▶ _Compiti_
a) Trascrivi senza modifiche il brano del documento di partenza che comincia con le parole "Un’altra soluzione è" e si chiude dopo le parole "veicolo come operatore.".
b) Riscrivi in forma più breve il paragrafo del documento di partenza che inizia con "Possiamo quindi dire", conservandone i fatti principali.

▶ _Documento di partenza_
Per il cittadino, che comunque ha bisogno di una maggiore informazione e anche di una formazione specifica, questo sistema consente un risparmio importante sulle spese di mobilità. Difficile dire quanto si risparmia, dato che dipende dai chilometri percorsi, dai tipi di tragitto, dagli orari di utilizzo, dal modello di veicolo, però il risparmio c’è ed è tangibile.

Un’altra soluzione è il sistema di guida autonoma, costituito da un pacchetto integrato di meccanismi automatizzati, che operano in maniera sinergica, grazie ai quali i movimenti dell’automobile vengono condotti da dispositivi elettronici, interconnessi anche tra veicolo e apparati stradali, anziché dall’uomo, ma rimane l’uomo responsabile delle prestazioni del veicolo come operatore.

Possiamo quindi dire che per mobilità sostenibile si intende la pedonalità, la ciclabilità, la demotorizzazione, l’uso del trasporto pubblico e i motori a zero emissioni. Bisogna informare per costruire una corretta consapevolezza nell’ambito dei trasporti individuali e delle politiche territoriali sulla mobilità, che possono generare forti opposizioni alle indispensabili limitazioni della velocità, della sosta e della circolazione, dovute all’eccessiva presenza di veicoli a motore.

▶ _Dati forniti_

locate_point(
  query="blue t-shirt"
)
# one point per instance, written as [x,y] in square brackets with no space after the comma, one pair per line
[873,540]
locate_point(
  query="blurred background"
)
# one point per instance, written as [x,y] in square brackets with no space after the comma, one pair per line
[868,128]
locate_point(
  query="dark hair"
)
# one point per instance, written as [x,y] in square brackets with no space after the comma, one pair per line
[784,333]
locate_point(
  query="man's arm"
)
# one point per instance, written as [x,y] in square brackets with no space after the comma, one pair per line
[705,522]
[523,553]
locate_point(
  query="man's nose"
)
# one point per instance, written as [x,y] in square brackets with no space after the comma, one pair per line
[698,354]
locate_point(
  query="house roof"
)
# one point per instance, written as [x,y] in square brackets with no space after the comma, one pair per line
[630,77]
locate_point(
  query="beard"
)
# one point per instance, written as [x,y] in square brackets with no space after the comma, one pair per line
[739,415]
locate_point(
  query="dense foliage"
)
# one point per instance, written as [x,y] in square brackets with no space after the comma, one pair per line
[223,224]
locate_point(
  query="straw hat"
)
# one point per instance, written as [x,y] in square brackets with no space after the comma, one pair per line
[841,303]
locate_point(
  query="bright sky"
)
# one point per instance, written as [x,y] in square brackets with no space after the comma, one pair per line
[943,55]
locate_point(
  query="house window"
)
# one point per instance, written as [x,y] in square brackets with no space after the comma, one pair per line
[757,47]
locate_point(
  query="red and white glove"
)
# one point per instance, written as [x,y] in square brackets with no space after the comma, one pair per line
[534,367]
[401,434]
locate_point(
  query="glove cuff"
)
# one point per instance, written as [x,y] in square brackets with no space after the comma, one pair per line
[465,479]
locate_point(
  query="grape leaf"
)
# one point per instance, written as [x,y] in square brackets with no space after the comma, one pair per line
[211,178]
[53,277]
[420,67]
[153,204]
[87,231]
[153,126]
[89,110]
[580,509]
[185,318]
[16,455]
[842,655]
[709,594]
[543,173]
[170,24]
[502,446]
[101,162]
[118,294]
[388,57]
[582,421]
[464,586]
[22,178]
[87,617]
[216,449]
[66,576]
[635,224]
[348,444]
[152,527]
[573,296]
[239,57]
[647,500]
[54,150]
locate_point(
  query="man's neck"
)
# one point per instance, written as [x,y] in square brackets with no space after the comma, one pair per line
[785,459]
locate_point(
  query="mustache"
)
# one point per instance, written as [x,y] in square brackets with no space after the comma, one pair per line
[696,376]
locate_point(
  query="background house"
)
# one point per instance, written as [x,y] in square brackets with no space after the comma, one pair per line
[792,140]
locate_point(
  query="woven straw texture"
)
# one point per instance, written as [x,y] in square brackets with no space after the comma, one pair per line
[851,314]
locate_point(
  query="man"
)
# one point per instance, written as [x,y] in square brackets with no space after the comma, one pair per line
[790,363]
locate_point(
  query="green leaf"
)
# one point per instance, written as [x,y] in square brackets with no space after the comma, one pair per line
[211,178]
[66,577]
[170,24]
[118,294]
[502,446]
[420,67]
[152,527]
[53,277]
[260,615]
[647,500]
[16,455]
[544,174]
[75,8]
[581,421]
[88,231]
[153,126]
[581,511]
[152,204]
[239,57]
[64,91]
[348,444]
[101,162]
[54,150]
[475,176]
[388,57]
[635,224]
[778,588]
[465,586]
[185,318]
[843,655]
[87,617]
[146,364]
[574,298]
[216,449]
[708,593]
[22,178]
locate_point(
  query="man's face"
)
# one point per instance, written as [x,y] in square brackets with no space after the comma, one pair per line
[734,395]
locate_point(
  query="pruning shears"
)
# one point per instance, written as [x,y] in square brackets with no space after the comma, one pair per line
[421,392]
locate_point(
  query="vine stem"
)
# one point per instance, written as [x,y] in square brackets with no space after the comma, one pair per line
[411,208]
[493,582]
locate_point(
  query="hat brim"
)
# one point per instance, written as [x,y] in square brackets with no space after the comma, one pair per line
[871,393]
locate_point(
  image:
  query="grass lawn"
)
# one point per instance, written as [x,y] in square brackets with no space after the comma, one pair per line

▶ _Risposte_
a)
Un’altra soluzione è il sistema di guida autonoma, costituito da un pacchetto integrato di meccanismi automatizzati, che operano in maniera sinergica, grazie ai quali i movimenti dell’automobile vengono condotti da dispositivi elettronici, interconnessi anche tra veicolo e apparati stradali, anziché dall’uomo, ma rimane l’uomo responsabile delle prestazioni del veicolo come operatore.

b) Per mobilità sostenibile si intendono pedonalità, ciclabilità, demotorizzazione, uso del trasporto pubblico e motori a zero emissioni. Occorre informare per creare consapevolezza sui trasporti individuali e sulle politiche territoriali della mobilità. Queste politiche possono suscitare forti opposizioni alle necessarie limitazioni di velocità, sosta e circolazione, dovute all'eccesso di veicoli a motore.